### Your goal
All of the data that appears below is to be given again precisely as written.

### Source information
....

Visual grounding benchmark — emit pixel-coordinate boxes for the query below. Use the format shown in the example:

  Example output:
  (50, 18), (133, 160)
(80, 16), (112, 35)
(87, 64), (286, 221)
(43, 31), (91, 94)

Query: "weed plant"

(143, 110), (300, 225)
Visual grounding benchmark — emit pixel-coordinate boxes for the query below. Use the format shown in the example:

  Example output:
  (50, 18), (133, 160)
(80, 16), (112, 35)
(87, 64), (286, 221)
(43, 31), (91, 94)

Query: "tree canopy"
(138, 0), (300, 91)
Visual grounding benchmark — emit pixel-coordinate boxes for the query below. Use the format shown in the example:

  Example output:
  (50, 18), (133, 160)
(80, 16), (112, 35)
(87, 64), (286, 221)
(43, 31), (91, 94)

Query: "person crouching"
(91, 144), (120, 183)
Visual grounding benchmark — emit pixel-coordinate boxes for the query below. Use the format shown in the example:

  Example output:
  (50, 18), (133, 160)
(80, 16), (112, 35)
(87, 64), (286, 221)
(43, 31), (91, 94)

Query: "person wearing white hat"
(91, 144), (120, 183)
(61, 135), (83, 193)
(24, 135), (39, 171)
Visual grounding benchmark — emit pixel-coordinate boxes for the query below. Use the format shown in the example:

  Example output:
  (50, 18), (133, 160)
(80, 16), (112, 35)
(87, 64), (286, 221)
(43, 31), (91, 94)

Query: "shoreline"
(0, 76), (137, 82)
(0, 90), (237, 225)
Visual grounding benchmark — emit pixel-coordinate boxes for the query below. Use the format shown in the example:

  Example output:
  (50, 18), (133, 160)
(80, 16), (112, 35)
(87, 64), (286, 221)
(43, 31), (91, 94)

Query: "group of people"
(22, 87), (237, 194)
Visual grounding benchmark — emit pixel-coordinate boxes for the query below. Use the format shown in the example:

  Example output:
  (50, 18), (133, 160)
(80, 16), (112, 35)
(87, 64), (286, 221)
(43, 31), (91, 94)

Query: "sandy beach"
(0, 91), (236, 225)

....

### Exercise output
Visual grounding benchmark — emit pixel-coordinate boxes for the query below. Use the format shown in the example:

  Example output:
  (50, 18), (133, 160)
(80, 16), (112, 35)
(87, 64), (286, 221)
(43, 31), (91, 94)

Query: "weed plant"

(143, 110), (300, 225)
Visual grounding benchmark — emit pixel-coordinate boxes for the query below. Use the format shown in the example:

  Example output:
  (50, 18), (133, 160)
(80, 16), (112, 35)
(87, 64), (286, 221)
(43, 31), (91, 94)

Query: "tree canopy"
(138, 0), (300, 91)
Visual grounding benchmark — emit pixel-coordinate boxes for the query below. Use the format shown in the example:

  Example output:
  (50, 18), (133, 160)
(80, 16), (112, 35)
(87, 64), (286, 221)
(43, 31), (91, 94)

Query: "person crouching"
(91, 144), (120, 183)
Visual grounding benchmark — emit pixel-coordinate boxes for the query below. Use the format shown in the example:

  Example output:
  (50, 18), (133, 160)
(80, 16), (112, 35)
(87, 64), (286, 221)
(43, 31), (91, 94)

Query: "person wearing white hat"
(91, 144), (120, 183)
(61, 135), (83, 193)
(24, 135), (39, 171)
Visual grounding benchmark — emit pixel-coordinate boxes for the query below. Use the format shown in the example:

  Example output:
  (50, 18), (133, 160)
(80, 16), (112, 35)
(87, 64), (286, 221)
(43, 31), (91, 94)

Query: "shoreline"
(0, 76), (137, 82)
(0, 90), (237, 225)
Visual grounding benchmark — emit pixel-coordinate boxes for the query below. Use the format shown in the example:

  Example output:
  (50, 18), (133, 160)
(80, 16), (112, 35)
(87, 64), (286, 221)
(43, 31), (91, 94)

Query: "group of people"
(22, 87), (237, 194)
Visual grounding benchmark — emit pixel-coordinate boxes for the query below. Use the format shown in the example:

  Example output:
  (50, 18), (133, 160)
(80, 16), (112, 35)
(87, 64), (286, 221)
(43, 31), (91, 94)

Query: "sandy beach"
(0, 91), (236, 225)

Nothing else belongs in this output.